= Beginning of Section =

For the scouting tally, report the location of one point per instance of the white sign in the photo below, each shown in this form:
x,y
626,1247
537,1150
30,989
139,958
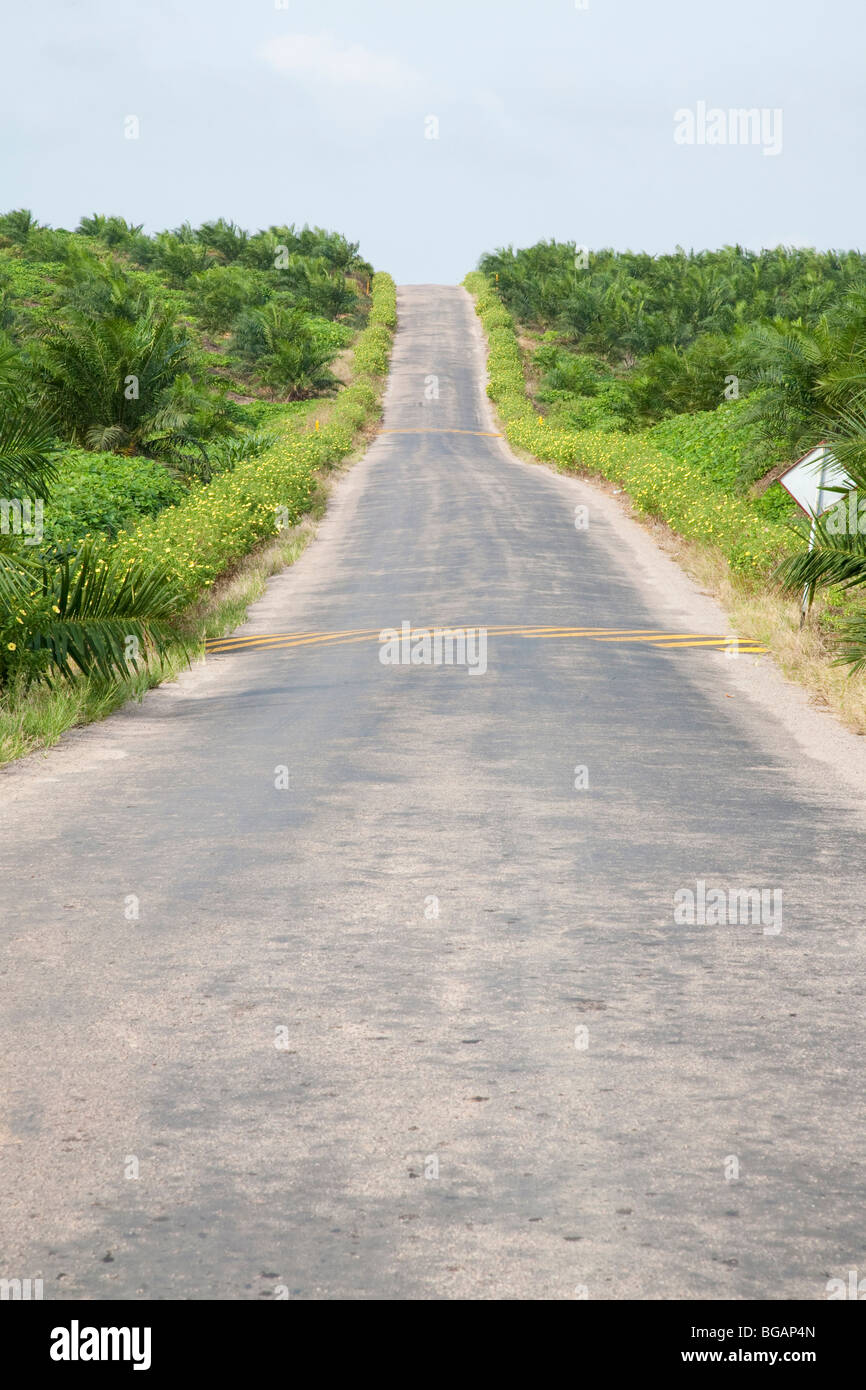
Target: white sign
x,y
808,481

= End of Section =

Required work:
Only the pictures stay out; the rest of the entries above must be written out exactly.

Problem solution:
For the scouting tally, report the location of one point per instance of the white sign in the photo below, each shown in this form:
x,y
626,1247
537,1150
30,989
139,958
Target: white sign
x,y
808,481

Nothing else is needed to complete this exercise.